**** DOCUMENT EXCERPT

Gábor Csányi, who studies molecular modelling at the University of Cambridge, UK, uses Deepnote (free for up to 3 collaborators, then $12 per user, per month) in his teaching. With his university’s previous system, a student seeking help could share a copy of a notebook with Csányi, but it wasn’t possible for both of them to view and edit the same document at the same time. “It was sort of a pain,” he says. But with Deepnote, he can help students to debug their code in real time. “Just like you do with Google Docs, we see each other’s cursors. We are editing the same notebook, and as they press shift-enter on a cell, I see the result. That was an incredible experience in how personalized support could be done efficiently.”

Real-time collaboration is “a topic of massive activity” in the Jupyter project as well, says Pérez, and an in-development prototype is available on GitHub. “I’m pretty optimistic that this will happen soonish,” he says.

Version control

Many commercial platforms also address another notebook challenge: version control.

The file format of Jupyter notebooks includes code, metadata, and computational output. As those outputs are often binary images, version control — the process that developers use to track how files change, which is optimized for plain-text files — can become difficult. Complicating matters, programmers can struggle to adapt standard version-control workflows to the fast, iterative nature of data exploration. As a result, crucial experimental details can be lost.

Commercial platforms tend to provide built-in notebook versioning. For those who prefer to stick with Jupyter, two plug-ins are available: nbdime, which provides an intelligent, structured view of file changes, including of graphical output; and Verdant, which offers a graphical interface that tracks how cells are modified, reordered and executed.

********
**** LISTED ENTRIES

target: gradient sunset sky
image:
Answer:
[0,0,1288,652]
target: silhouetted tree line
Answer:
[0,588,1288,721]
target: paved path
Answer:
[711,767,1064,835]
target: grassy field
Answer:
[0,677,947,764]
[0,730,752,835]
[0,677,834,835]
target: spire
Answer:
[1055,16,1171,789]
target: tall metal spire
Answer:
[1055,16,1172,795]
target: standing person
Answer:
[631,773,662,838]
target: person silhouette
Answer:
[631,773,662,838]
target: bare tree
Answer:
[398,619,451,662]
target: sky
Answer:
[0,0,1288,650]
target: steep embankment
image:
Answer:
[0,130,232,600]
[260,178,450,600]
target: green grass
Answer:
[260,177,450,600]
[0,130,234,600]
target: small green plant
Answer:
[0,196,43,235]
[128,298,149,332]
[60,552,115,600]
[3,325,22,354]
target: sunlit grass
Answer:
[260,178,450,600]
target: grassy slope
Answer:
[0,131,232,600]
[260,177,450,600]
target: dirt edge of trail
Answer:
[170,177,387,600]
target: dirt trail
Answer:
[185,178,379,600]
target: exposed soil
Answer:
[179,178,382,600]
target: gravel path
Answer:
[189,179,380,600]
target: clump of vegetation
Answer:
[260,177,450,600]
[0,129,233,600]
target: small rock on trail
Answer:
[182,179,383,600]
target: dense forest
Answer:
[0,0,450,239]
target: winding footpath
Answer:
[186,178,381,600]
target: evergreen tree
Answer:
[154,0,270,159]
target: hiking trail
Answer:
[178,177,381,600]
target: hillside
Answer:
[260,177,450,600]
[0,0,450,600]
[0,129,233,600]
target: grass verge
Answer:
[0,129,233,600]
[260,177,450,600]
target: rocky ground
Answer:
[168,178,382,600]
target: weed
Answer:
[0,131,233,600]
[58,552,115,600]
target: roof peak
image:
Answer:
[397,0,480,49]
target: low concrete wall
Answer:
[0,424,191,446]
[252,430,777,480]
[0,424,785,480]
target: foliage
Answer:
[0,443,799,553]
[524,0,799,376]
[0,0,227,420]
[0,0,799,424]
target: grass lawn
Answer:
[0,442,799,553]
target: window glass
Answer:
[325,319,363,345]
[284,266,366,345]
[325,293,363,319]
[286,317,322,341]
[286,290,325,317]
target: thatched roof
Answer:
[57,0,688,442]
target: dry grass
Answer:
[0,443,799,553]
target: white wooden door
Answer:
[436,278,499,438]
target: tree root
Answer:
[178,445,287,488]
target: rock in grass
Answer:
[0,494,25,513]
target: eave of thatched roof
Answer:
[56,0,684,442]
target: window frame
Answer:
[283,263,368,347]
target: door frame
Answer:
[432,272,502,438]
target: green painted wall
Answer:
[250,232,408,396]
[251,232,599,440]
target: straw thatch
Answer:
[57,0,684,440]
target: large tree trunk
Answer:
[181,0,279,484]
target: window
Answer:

********

**ABOUT THIS EXERCISE**
Reproduce the part of the notebook-tools passage starting at "Real-time collaboration is" and ending at "can be lost.".

**SOLUTION FOR THIS PROBLEM**
Real-time collaboration is “a topic of massive activity” in the Jupyter project as well, says Pérez, and an in-development prototype is available on GitHub. “I’m pretty optimistic that this will happen soonish,” he says.

Version control

Many commercial platforms also address another notebook challenge: version control.

The file format of Jupyter notebooks includes code, metadata, and computational output. As those outputs are often binary images, version control — the process that developers use to track how files change, which is optimized for plain-text files — can become difficult. Complicating matters, programmers can struggle to adapt standard version-control workflows to the fast, iterative nature of data exploration. As a result, crucial experimental details can be lost.